• [WHAT YOU WILL DO]:
Your task is to write out the complete listing exactly as it is shown.
>> start RECORDED INFORMATION
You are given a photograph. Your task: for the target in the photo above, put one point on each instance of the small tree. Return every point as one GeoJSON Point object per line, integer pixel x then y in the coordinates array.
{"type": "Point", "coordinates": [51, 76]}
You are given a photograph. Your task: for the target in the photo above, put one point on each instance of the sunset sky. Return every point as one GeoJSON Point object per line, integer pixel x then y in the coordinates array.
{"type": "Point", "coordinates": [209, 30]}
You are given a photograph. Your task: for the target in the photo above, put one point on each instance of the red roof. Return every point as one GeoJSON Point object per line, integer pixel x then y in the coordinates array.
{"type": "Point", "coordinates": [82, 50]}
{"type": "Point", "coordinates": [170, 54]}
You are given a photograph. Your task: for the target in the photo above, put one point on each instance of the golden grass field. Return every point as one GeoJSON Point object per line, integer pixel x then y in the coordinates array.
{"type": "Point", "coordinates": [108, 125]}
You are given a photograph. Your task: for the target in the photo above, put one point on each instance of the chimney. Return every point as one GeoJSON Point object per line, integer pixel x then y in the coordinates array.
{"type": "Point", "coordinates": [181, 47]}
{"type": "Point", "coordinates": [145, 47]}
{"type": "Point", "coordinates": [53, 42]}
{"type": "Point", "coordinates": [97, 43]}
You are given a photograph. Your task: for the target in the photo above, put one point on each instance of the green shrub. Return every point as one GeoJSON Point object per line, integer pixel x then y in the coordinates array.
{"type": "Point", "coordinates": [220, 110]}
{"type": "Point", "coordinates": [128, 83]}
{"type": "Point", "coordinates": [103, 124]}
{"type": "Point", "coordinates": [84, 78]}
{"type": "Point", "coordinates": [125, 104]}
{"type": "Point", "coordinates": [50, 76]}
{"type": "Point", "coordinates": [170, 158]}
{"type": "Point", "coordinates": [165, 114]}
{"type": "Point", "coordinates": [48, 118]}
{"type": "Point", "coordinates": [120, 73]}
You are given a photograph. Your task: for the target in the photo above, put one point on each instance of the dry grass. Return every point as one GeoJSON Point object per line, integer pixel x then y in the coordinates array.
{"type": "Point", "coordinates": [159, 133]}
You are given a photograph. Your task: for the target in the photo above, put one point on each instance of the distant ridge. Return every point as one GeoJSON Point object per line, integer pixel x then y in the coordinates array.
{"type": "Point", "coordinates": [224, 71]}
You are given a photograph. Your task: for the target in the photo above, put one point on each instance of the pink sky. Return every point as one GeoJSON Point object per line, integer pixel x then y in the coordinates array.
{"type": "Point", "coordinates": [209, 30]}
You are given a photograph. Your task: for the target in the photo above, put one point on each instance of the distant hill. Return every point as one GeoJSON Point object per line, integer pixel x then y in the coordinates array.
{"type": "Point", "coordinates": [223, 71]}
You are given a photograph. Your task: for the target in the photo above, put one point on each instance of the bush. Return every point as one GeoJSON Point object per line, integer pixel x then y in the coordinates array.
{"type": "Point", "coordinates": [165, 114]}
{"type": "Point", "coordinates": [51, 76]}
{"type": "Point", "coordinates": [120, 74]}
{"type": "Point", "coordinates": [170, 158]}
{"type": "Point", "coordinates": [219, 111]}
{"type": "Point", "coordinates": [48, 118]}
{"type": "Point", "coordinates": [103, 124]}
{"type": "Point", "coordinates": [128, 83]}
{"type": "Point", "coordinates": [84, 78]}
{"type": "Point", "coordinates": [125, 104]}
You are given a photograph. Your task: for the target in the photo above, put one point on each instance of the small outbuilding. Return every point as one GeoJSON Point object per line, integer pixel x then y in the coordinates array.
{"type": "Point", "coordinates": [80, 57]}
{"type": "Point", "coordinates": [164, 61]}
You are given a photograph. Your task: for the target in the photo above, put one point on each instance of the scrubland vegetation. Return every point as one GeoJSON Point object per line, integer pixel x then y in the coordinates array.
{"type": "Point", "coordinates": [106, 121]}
>> end RECORDED INFORMATION
• [RESPONSE TO THE EXERCISE]:
You are given a photograph. Your task: for the target in the photo above, put one point on each instance of the small tree. Return every point as one GeoJSON Point object per line, integer pixel x then y in the coordinates array.
{"type": "Point", "coordinates": [51, 76]}
You are given a photograph. Your task: for the target in the photo above, put one point on each instance of the sunset sky. Return every point as one GeoJSON Point object per line, integer pixel x then y in the coordinates array.
{"type": "Point", "coordinates": [209, 30]}
You are given a photograph. Your task: for the target in the photo above, put one point on each instance of the red roof. Return every point as one GeoJSON Point object per line, integer pixel x then y in the coordinates array.
{"type": "Point", "coordinates": [82, 50]}
{"type": "Point", "coordinates": [170, 54]}
You are given a photograph. Your task: for the target in the photo above, put one point on each instance of the golden grass field. Return every point as one GeoJSON Point object per line, integer pixel x then y in the coordinates array.
{"type": "Point", "coordinates": [108, 125]}
You are given a photograph. Your task: for the target in the photo above, put one point on each instance of the chimney. Return every point as one GeoJSON Point object per line, integer pixel x then y in the coordinates array.
{"type": "Point", "coordinates": [181, 47]}
{"type": "Point", "coordinates": [145, 47]}
{"type": "Point", "coordinates": [53, 42]}
{"type": "Point", "coordinates": [97, 43]}
You are given a photograph. Your task: for the target in the photo above, put one point on each instance of the green shrub. Return every point as one GeoJSON Point object per line, integer pixel x then y in the coordinates array.
{"type": "Point", "coordinates": [220, 110]}
{"type": "Point", "coordinates": [128, 83]}
{"type": "Point", "coordinates": [103, 124]}
{"type": "Point", "coordinates": [84, 78]}
{"type": "Point", "coordinates": [125, 104]}
{"type": "Point", "coordinates": [50, 76]}
{"type": "Point", "coordinates": [170, 158]}
{"type": "Point", "coordinates": [165, 114]}
{"type": "Point", "coordinates": [48, 118]}
{"type": "Point", "coordinates": [120, 73]}
You are given a photograph. Your task: for the target in the photo above, put one point on each instance of the dry grass. Return every point as one GeoJSON Point object per line, integer pixel x then y in the coordinates array.
{"type": "Point", "coordinates": [159, 133]}
You are given a photograph. Your task: for the target in the photo above, put one point on each instance of the distant ridge. Return every point as one GeoJSON Point object per line, integer pixel x then y in the coordinates array.
{"type": "Point", "coordinates": [224, 71]}
You are given a photograph. Your task: for the target in the photo above, put one point on each instance of the pink sky. Return every point as one GeoJSON Point object per line, integer pixel x then y in the coordinates array.
{"type": "Point", "coordinates": [209, 30]}
You are given a photograph. Your task: for the target in the photo above, put one point on each instance of the distant hill. Return every point as one GeoJSON Point object per line, integer pixel x then y in the coordinates array.
{"type": "Point", "coordinates": [223, 71]}
You are given a photograph. Your task: for the target in the photo above, put one point on each instance of the bush. Return every point as one GeoJSON Point object per line, integer pixel x then y in the coordinates array.
{"type": "Point", "coordinates": [165, 114]}
{"type": "Point", "coordinates": [51, 76]}
{"type": "Point", "coordinates": [120, 74]}
{"type": "Point", "coordinates": [170, 158]}
{"type": "Point", "coordinates": [219, 111]}
{"type": "Point", "coordinates": [48, 118]}
{"type": "Point", "coordinates": [103, 124]}
{"type": "Point", "coordinates": [128, 83]}
{"type": "Point", "coordinates": [84, 78]}
{"type": "Point", "coordinates": [125, 104]}
You are given a photograph. Your task: for the target in the photo above, put one point on each instance of the small outbuilding. Return every point as one GeoJSON Point object per line, integer pixel x then y in the coordinates array.
{"type": "Point", "coordinates": [80, 57]}
{"type": "Point", "coordinates": [164, 61]}
You are given a photograph. Your task: for the target in the photo above, put one point on each instance of the scrubland vegetation. Return every point as one GeoJSON Point object per line, integer pixel x then y in the coordinates array.
{"type": "Point", "coordinates": [106, 121]}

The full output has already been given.